Read through the listing, and wherever a line holds the word "backrest", return it.

- [Available data]
*** Block opens ***

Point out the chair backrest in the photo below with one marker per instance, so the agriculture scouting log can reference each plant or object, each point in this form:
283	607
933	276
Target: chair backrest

*** Block closes ***
*** Block opens ***

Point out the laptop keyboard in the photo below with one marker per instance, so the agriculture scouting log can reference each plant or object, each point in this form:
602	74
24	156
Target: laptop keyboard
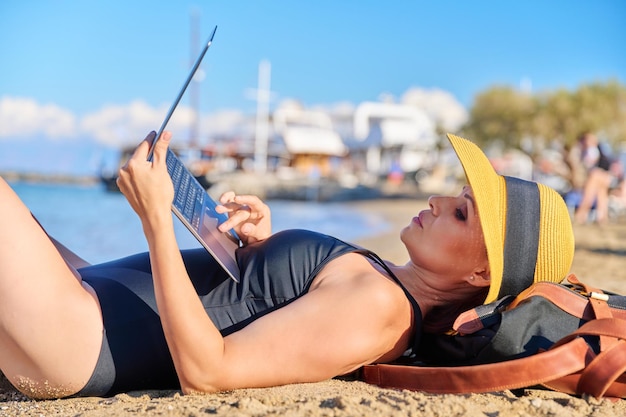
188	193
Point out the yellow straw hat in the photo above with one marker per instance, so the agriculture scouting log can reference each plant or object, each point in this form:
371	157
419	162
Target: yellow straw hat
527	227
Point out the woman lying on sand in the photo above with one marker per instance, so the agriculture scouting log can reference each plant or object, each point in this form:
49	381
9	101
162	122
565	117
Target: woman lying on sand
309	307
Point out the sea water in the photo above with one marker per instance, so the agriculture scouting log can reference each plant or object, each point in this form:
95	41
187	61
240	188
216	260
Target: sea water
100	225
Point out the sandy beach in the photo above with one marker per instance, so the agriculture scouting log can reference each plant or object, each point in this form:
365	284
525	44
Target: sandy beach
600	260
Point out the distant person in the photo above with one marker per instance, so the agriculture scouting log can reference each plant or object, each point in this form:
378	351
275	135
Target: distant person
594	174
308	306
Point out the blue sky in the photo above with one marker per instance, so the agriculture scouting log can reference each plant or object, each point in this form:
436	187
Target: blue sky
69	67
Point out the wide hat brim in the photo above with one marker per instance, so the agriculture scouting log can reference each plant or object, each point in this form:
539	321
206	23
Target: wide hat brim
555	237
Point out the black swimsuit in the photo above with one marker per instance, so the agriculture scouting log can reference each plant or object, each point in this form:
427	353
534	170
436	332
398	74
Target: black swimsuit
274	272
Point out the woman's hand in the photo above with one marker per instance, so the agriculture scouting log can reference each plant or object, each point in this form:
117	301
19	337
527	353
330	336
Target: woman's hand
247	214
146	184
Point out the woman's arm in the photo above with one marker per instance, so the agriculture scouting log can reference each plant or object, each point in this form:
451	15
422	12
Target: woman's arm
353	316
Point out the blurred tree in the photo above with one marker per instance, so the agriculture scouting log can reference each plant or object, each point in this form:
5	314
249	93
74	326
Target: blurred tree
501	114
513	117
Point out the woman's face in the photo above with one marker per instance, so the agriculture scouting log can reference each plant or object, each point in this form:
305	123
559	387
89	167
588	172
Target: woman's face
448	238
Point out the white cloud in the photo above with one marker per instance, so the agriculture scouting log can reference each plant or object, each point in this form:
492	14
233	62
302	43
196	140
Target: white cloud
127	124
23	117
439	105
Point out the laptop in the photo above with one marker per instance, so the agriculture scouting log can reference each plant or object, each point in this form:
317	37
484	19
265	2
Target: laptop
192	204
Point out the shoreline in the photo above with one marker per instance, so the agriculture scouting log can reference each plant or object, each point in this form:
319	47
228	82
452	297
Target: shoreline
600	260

*** Block closes ***

- [Solution below]
Point out the chair backrest in the photo below with one marker per instance, so the agriculture scouting log can reference each plant or object, each point in this form:
Target: chair backrest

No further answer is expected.